-- RECORDS SHOWN start --

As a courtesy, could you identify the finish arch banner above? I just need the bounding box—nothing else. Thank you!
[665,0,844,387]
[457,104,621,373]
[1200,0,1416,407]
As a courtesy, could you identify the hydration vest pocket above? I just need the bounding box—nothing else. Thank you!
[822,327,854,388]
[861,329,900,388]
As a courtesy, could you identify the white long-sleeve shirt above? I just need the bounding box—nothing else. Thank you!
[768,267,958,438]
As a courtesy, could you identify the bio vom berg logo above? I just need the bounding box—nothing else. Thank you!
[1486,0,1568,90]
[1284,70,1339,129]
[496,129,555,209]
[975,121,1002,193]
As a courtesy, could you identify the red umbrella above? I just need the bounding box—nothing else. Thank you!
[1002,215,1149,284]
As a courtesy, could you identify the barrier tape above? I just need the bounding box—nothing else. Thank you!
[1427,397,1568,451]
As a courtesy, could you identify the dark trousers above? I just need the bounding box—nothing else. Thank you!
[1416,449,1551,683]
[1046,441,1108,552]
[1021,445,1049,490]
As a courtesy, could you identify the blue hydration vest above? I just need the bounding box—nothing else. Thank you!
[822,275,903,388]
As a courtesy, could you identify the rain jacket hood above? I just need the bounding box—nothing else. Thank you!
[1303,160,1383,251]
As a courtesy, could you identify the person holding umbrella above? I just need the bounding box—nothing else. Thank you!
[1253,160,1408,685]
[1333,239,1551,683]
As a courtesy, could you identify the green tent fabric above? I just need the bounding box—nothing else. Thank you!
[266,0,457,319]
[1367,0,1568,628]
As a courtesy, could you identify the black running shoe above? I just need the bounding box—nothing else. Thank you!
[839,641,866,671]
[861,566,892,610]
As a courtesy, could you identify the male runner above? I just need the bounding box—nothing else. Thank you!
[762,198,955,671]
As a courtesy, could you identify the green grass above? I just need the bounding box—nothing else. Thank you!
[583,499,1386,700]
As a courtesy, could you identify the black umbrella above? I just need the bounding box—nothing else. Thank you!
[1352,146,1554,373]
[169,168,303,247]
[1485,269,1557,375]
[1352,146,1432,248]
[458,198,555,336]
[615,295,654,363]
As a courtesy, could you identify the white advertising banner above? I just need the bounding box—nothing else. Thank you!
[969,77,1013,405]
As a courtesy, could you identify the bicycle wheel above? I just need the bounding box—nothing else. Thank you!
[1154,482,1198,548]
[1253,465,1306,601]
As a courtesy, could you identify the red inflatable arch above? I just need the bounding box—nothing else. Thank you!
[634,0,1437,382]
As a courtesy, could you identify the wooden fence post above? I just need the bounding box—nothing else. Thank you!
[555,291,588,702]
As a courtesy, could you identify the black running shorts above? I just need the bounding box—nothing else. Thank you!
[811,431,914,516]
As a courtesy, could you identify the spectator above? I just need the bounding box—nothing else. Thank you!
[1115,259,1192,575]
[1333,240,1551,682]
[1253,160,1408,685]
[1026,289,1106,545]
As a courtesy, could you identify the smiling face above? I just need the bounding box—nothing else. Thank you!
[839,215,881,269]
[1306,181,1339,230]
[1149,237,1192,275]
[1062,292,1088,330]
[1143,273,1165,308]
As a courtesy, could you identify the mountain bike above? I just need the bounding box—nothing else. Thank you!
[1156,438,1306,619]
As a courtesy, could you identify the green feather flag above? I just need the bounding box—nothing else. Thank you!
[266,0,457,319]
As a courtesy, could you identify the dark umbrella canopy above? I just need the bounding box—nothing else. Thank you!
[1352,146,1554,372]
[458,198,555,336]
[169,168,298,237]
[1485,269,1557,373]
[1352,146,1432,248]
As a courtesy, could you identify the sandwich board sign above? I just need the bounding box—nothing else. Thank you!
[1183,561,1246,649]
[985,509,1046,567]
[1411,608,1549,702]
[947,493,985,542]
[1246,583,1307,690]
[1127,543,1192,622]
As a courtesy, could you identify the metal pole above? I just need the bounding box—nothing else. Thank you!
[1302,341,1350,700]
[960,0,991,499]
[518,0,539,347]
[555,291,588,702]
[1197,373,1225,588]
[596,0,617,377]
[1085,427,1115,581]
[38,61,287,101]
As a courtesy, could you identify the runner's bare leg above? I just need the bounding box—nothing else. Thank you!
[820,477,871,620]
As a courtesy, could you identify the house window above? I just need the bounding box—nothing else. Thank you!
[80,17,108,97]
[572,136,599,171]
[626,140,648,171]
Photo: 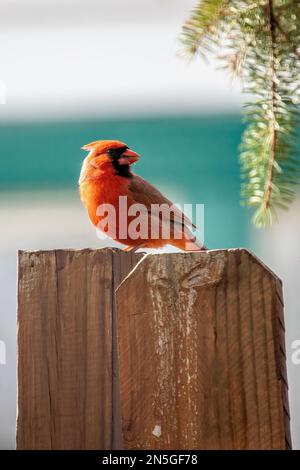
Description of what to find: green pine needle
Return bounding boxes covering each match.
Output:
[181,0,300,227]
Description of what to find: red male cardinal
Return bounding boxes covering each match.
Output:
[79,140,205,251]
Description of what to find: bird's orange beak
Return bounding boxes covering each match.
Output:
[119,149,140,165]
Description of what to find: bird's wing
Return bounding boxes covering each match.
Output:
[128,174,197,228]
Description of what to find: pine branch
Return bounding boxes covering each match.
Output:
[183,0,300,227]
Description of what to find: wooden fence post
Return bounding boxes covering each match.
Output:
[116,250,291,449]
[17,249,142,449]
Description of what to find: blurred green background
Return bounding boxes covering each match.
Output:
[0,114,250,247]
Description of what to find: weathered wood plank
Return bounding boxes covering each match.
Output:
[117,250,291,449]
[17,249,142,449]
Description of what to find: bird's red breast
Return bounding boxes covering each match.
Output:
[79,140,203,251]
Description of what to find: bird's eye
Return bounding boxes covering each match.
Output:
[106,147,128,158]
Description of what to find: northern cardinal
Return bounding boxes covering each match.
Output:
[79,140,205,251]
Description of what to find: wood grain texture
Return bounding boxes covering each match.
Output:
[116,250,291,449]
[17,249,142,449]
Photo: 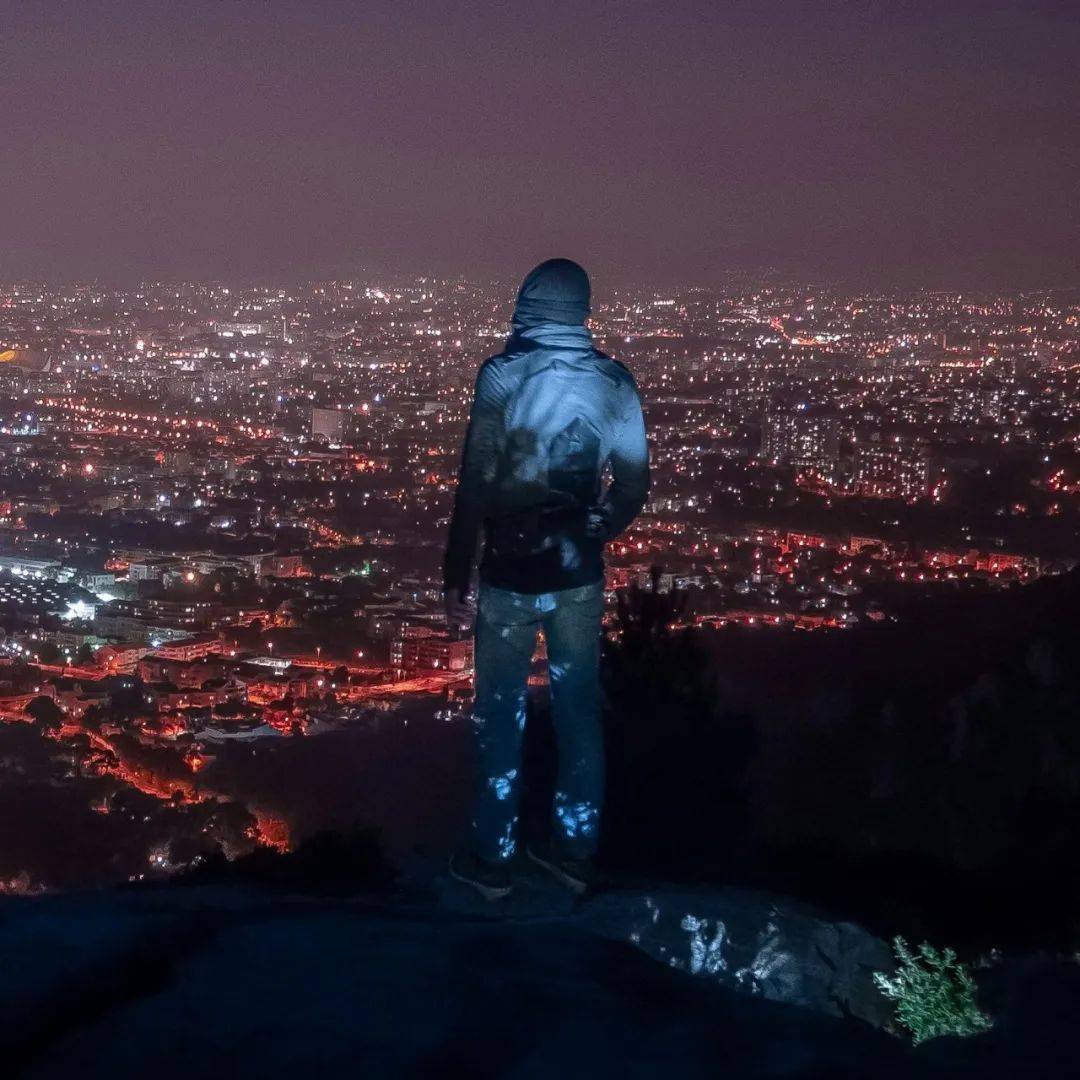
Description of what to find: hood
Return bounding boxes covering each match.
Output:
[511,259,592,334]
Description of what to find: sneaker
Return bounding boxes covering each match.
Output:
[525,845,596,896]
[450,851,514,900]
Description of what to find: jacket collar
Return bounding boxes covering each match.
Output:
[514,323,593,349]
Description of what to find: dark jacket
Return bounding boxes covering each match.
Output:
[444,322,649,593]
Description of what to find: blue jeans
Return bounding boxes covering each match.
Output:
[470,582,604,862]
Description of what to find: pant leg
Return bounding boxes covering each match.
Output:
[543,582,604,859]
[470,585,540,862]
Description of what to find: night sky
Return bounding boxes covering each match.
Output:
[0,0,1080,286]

-- RECORDS SHOWN end --
-- RECORDS SHOWN start --

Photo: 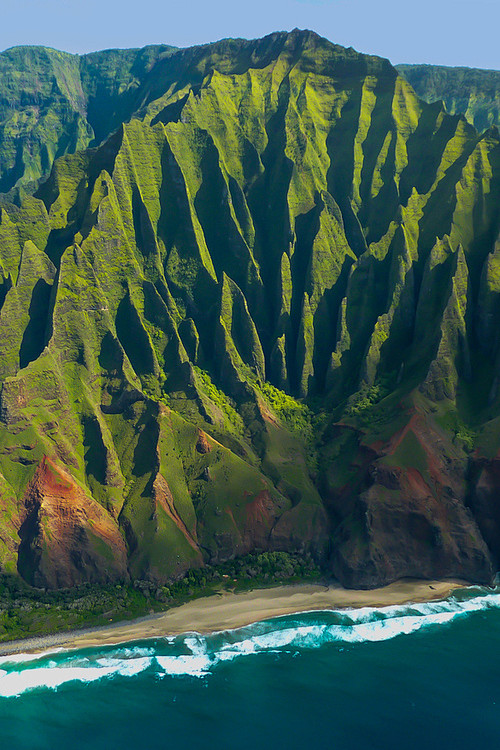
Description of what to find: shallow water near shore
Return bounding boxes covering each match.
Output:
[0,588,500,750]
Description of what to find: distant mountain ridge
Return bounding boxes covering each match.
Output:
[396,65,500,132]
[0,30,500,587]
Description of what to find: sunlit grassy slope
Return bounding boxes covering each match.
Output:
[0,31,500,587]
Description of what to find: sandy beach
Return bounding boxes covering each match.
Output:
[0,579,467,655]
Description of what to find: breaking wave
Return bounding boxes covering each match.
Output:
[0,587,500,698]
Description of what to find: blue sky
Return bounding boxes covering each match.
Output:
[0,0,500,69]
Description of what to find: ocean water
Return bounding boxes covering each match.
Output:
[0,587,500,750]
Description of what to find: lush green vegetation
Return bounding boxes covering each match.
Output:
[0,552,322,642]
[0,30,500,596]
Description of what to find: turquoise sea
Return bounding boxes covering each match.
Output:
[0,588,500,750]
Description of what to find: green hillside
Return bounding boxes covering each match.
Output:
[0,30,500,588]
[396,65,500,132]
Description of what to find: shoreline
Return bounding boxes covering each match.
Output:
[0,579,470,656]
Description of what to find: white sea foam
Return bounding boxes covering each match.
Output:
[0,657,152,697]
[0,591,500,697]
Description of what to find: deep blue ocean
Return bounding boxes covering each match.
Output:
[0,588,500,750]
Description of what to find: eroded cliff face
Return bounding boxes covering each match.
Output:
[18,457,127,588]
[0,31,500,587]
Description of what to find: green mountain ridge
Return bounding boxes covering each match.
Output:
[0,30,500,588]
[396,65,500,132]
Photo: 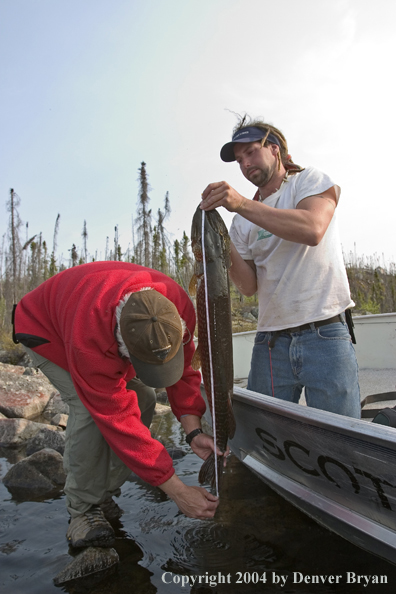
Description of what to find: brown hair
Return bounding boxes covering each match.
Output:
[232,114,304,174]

-- RECORDS SHOWN end --
-- RECORDS SHOWN start --

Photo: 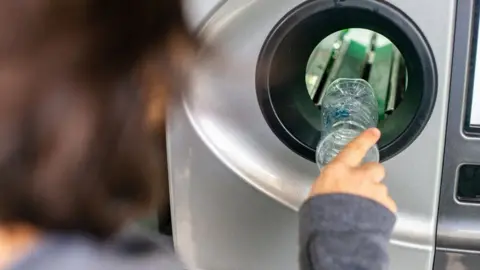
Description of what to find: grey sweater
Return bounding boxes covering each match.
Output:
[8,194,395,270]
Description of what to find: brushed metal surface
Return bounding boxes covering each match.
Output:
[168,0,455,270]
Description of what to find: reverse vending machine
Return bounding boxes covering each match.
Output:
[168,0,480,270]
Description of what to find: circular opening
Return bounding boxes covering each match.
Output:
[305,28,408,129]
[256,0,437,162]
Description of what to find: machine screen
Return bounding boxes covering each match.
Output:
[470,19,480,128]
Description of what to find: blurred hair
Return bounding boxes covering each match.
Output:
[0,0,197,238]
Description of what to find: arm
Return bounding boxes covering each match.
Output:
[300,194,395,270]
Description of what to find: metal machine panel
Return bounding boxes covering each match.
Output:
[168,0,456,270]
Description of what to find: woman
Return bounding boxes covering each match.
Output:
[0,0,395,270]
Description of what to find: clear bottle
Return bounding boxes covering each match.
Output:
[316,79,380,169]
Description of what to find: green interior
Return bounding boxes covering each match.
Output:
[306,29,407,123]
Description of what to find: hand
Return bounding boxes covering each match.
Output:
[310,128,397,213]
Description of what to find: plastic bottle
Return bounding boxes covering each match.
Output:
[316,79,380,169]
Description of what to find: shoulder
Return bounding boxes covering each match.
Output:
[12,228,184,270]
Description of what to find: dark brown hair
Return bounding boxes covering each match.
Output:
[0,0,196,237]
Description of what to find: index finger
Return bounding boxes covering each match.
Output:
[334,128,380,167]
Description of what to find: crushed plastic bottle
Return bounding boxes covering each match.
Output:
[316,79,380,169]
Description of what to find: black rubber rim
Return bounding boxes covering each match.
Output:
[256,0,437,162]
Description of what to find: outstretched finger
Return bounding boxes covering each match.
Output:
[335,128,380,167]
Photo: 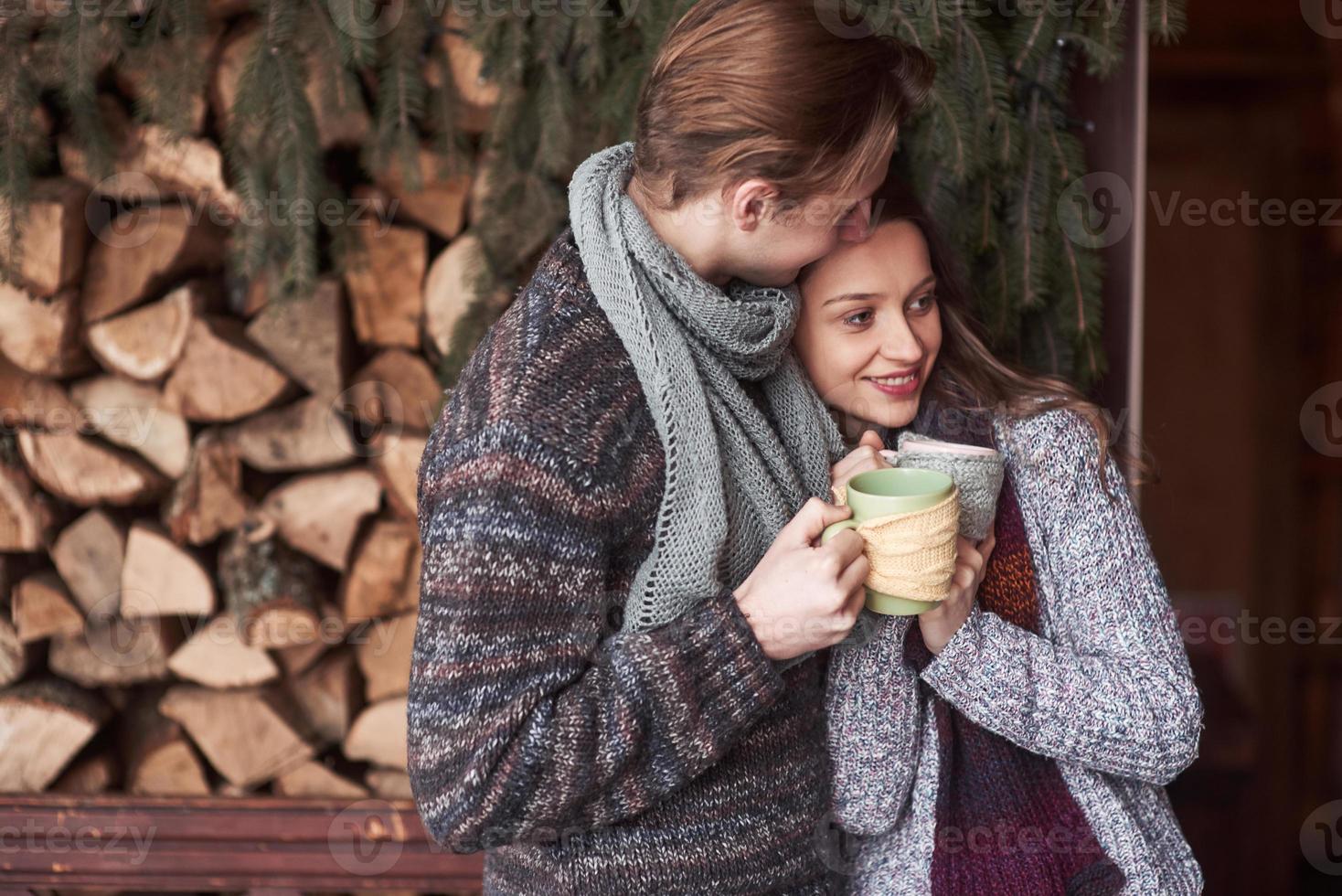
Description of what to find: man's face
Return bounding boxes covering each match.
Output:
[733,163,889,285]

-- RECORDS SHOWN end --

## [TASK DIRECTIONS]
Rewrite the items from the line that has "Description of what to find: clear bottle" through the line that has "[310,128,397,213]", including both of those lines and the requests, and change nothing except the bounding box coordinates in the answers. Multiply each coordinate by 2.5 and round to a whole number, with halves rounded up.

## [WRITTEN ANSWER]
Description of what to find: clear bottle
Return bounding boxes covering each match.
Output:
[790,198,950,423]
Description of what to find: green interior
Return bounding boxes covering each match.
Output:
[765,73,1018,308]
Description of what to find: hand
Return bounding boxes covering each match.
Output:
[775,320,993,533]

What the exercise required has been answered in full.